(Recorded data)

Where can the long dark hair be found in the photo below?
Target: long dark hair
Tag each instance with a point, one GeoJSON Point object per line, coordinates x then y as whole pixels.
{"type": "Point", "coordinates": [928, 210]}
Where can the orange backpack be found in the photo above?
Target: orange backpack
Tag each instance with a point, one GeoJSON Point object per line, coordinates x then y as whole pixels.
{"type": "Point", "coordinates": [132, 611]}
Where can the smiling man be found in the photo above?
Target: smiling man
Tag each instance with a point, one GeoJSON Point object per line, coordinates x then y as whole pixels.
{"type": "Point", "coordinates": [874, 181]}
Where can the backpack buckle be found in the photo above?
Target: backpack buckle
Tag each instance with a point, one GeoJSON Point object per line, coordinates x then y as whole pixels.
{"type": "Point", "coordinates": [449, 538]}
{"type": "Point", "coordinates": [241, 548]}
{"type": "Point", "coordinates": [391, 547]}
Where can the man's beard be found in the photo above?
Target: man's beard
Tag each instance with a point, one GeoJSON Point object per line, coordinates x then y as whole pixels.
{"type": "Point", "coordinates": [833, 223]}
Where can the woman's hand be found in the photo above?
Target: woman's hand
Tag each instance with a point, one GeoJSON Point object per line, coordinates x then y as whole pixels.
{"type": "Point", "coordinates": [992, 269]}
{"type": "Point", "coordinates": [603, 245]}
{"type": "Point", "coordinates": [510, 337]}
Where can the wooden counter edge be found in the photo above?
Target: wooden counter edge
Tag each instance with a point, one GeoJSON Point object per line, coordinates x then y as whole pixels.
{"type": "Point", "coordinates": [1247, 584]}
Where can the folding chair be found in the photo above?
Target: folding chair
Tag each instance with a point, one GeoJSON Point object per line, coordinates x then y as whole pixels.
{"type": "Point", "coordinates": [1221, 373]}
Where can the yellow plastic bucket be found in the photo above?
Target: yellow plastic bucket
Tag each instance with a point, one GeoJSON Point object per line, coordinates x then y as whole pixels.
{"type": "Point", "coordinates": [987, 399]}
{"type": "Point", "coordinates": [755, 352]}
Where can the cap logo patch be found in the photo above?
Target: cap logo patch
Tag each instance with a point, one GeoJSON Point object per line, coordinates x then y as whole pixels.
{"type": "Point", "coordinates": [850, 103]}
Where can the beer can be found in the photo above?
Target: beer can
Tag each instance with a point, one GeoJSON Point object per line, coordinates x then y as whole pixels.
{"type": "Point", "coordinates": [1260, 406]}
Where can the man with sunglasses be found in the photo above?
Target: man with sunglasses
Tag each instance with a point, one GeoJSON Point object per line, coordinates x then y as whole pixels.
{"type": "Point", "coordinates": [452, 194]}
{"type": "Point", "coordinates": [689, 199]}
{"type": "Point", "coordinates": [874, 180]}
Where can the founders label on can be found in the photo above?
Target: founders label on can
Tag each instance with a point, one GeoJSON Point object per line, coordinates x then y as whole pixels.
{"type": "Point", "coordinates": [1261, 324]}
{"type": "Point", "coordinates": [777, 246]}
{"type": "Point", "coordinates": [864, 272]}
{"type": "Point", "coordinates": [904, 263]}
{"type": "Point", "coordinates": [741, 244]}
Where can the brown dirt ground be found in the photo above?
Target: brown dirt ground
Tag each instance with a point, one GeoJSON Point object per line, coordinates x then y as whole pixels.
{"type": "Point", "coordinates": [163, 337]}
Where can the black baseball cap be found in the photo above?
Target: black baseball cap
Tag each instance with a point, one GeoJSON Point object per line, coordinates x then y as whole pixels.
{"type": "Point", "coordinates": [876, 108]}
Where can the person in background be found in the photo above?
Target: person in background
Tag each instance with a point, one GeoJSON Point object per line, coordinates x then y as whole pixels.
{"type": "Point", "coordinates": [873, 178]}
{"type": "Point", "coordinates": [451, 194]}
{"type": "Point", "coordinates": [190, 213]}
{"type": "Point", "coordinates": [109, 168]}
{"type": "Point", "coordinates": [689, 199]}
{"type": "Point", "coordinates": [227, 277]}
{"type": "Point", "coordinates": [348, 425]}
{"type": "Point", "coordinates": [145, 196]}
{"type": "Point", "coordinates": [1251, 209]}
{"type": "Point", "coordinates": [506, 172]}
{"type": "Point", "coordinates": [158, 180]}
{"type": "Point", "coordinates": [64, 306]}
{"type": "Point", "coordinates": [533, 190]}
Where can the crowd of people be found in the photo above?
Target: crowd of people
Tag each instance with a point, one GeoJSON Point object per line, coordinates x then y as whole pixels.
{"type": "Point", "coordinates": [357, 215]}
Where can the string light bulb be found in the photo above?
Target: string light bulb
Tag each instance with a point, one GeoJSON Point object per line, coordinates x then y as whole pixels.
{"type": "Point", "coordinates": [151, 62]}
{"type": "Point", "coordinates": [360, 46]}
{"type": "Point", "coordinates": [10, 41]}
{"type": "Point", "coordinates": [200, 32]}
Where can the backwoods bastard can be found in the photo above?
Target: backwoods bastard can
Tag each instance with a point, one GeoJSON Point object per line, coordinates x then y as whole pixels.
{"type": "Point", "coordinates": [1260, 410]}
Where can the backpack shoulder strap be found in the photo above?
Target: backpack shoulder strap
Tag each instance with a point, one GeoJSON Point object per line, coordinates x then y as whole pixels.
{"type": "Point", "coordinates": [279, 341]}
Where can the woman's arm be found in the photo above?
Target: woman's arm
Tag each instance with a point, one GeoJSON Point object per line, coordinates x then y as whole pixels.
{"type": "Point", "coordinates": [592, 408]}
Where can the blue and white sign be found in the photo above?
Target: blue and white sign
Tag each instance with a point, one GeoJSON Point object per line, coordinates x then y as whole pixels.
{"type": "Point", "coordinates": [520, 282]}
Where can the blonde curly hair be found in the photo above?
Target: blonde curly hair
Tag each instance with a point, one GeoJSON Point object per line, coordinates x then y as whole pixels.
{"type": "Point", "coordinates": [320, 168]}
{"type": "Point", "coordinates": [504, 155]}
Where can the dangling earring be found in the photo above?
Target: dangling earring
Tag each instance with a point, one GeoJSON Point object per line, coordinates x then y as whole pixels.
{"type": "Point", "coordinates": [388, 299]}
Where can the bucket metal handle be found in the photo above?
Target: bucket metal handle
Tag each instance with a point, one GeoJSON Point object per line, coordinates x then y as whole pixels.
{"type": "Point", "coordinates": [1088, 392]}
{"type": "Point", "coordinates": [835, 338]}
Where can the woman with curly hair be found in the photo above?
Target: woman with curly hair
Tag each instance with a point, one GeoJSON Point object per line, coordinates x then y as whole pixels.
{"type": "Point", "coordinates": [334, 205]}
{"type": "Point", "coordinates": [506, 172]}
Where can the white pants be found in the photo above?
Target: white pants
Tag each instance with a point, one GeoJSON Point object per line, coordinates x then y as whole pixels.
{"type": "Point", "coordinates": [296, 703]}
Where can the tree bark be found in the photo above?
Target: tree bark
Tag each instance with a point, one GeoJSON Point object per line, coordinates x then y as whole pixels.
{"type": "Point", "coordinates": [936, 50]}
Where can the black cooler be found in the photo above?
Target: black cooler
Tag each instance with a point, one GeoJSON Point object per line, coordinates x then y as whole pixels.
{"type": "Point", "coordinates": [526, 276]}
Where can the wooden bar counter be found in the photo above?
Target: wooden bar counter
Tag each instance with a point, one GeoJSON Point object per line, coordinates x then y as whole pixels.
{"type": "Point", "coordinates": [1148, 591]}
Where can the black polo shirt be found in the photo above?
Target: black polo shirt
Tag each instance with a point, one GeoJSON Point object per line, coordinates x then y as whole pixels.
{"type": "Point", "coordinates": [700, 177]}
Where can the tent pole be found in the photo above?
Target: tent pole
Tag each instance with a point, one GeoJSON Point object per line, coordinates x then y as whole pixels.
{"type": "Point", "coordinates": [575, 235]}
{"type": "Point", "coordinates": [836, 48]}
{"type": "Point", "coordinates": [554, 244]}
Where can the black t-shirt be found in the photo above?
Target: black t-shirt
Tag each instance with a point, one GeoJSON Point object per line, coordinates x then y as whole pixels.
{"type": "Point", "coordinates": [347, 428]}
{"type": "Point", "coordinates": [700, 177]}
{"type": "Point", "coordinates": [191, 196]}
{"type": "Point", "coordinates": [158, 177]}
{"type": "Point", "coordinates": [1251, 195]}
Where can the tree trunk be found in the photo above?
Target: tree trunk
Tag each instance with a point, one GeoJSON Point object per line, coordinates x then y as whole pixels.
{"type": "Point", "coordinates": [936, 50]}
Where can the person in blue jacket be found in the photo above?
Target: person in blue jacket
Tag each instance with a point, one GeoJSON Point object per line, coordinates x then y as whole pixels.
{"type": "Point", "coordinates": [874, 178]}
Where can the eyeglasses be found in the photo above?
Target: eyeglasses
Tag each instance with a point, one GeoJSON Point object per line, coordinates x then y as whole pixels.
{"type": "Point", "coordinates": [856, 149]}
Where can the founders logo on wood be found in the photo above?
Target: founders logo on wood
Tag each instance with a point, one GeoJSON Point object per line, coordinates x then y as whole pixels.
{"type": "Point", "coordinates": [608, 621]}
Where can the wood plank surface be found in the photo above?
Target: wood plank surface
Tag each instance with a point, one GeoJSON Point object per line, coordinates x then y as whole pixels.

Your goal
Word for word, quote the lines from the line containing "Where can the black t-shirt" through the end of the material, both included, and nothing else.

Written reply
Where can the black t-shirt be found in the photo above?
Target: black t-shirt
Tag each instance with a point, one GeoJSON Point object per line, coordinates x then y as whole pixels.
{"type": "Point", "coordinates": [347, 428]}
{"type": "Point", "coordinates": [700, 177]}
{"type": "Point", "coordinates": [191, 196]}
{"type": "Point", "coordinates": [158, 177]}
{"type": "Point", "coordinates": [1251, 195]}
Where can the tree trunk be found in the photo above?
Target: tree trunk
Tag each instance with a point, one GeoJSON Point object per line, coordinates x then y as whole pixels.
{"type": "Point", "coordinates": [936, 50]}
Where can the person in blue jacket be found in the photo above?
Target: person in blue jacket
Tag each instance with a point, one GeoJSON Point object per line, coordinates x then y as whole pixels.
{"type": "Point", "coordinates": [874, 178]}
Where can the eyeglasses be found in the photo above?
Target: eyeglasses
Tag each instance with a point, one GeoJSON Point object per line, coordinates x then y as whole pixels.
{"type": "Point", "coordinates": [856, 149]}
Where can the founders logo on wood be found in the photo above?
Target: founders logo on wood
Tag each instance with a point, one GeoJSON Point object per line, coordinates x then y as whole pixels.
{"type": "Point", "coordinates": [608, 621]}
Where can the wood plank surface be found in the photo above?
Target: wood plank surface
Tag each instance with a point, one GeoJSON Point object per line, coordinates x then y as whole pixels.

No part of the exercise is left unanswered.